* _Aim of the exercise_
Return every line below that contains the string "glossy". Case counts.

* _Region labeling entries_

---------------

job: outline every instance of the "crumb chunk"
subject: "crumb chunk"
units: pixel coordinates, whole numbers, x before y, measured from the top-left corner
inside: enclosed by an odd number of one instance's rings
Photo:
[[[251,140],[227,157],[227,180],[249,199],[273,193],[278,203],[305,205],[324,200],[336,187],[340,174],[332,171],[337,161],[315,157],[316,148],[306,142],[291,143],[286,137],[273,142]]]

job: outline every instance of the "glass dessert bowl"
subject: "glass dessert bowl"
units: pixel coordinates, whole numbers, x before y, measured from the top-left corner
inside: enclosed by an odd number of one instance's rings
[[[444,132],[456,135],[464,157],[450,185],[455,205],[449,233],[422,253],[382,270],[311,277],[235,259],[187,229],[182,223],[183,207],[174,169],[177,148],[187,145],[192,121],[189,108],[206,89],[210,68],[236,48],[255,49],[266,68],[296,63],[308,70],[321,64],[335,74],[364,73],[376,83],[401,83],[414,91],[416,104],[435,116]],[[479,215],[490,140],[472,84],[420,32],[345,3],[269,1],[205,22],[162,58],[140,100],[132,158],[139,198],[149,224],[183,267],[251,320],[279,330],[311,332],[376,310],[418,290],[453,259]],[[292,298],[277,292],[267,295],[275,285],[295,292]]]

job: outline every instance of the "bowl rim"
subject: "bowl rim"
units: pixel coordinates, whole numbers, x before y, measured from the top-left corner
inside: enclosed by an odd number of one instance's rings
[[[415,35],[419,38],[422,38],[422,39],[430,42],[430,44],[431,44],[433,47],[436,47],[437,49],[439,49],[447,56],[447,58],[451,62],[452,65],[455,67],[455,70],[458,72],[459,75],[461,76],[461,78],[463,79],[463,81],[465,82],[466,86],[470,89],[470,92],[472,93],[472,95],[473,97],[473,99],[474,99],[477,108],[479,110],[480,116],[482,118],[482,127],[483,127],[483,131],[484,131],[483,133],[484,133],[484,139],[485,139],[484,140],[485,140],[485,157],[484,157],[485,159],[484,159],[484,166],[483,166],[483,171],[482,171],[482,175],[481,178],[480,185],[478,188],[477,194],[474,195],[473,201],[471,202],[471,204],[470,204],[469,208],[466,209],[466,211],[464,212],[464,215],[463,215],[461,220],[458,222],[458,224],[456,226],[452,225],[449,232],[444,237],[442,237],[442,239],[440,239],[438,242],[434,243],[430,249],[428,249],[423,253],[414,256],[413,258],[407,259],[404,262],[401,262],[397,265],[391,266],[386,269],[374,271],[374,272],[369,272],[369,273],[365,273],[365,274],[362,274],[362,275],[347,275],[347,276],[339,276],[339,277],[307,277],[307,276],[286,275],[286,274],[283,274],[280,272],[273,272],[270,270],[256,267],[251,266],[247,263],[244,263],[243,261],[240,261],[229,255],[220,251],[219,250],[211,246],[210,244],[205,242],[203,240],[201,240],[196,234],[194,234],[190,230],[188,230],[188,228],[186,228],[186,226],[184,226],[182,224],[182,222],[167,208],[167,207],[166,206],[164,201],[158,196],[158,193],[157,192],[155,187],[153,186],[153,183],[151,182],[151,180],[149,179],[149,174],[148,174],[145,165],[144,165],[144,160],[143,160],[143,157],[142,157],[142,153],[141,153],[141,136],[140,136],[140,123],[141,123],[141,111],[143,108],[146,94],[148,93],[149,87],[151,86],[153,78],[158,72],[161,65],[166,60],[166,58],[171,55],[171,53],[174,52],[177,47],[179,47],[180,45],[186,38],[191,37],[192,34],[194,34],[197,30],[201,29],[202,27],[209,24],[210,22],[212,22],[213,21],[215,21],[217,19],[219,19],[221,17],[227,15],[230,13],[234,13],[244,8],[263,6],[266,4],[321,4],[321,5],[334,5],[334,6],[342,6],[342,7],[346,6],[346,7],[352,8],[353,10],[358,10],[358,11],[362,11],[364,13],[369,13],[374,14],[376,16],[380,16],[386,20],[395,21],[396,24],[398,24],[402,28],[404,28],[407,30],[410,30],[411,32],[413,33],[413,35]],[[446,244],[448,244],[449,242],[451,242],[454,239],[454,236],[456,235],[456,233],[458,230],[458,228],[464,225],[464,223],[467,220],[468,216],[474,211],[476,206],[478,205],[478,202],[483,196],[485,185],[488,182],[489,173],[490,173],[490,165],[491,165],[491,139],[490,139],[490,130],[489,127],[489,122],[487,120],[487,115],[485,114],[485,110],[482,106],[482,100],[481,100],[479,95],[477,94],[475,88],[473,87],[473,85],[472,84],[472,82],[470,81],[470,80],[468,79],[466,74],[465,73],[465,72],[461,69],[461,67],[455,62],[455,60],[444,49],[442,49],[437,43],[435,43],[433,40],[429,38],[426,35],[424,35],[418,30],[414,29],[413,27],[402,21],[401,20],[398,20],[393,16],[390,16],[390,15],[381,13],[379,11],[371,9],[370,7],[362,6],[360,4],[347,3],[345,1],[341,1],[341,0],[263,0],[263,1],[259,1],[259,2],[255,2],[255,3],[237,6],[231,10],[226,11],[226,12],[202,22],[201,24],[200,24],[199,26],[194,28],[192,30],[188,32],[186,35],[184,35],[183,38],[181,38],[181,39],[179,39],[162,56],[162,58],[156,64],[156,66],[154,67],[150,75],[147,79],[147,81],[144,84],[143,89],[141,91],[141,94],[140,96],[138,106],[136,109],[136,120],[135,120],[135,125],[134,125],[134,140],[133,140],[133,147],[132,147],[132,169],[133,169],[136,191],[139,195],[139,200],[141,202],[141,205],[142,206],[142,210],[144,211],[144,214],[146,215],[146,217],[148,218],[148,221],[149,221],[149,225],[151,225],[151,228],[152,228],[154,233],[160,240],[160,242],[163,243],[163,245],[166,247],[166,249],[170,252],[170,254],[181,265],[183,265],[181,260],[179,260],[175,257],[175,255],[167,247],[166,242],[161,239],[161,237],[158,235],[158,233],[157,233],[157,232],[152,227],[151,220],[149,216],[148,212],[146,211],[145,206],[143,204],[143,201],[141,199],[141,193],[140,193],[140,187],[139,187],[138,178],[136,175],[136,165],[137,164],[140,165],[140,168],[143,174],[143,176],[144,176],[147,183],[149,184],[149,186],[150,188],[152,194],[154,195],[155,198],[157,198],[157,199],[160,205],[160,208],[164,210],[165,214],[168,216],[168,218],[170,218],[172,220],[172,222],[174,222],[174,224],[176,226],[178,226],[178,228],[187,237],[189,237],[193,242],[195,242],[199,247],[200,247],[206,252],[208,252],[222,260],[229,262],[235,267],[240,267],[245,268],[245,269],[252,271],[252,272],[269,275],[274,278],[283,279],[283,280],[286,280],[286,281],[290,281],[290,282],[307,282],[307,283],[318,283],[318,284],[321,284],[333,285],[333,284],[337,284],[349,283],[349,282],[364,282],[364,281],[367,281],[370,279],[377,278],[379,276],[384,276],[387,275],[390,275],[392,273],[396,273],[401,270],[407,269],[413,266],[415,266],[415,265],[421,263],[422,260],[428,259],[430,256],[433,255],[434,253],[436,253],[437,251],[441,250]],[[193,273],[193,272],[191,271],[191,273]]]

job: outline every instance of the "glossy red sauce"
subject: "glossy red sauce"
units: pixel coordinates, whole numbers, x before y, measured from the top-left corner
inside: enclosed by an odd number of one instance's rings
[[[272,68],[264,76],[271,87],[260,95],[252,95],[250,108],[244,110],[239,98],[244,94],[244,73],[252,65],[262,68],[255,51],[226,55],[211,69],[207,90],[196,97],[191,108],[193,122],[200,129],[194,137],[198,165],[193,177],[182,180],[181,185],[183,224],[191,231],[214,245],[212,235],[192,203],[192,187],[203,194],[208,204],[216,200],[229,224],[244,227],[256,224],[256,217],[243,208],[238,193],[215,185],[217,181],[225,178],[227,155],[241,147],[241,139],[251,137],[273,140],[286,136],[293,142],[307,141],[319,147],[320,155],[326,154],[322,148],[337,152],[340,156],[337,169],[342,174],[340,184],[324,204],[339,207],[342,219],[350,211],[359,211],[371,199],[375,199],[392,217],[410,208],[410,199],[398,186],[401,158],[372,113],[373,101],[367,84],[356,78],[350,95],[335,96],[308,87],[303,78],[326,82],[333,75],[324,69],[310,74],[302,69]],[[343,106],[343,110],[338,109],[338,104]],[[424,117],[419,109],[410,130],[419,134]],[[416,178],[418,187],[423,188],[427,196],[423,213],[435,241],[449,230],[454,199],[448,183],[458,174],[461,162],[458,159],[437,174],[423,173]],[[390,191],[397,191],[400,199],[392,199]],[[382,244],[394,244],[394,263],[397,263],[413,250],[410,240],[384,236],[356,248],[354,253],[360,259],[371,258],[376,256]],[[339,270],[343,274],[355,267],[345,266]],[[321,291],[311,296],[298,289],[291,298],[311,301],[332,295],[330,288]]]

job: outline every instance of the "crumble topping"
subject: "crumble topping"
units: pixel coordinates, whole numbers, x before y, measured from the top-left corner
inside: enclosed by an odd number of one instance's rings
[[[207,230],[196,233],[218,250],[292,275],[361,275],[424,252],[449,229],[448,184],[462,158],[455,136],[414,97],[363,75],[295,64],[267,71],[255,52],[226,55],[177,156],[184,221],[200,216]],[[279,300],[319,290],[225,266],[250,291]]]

---------------

* _In response_
job: outline every instance of the "glossy red sauce"
subject: "glossy red sauce"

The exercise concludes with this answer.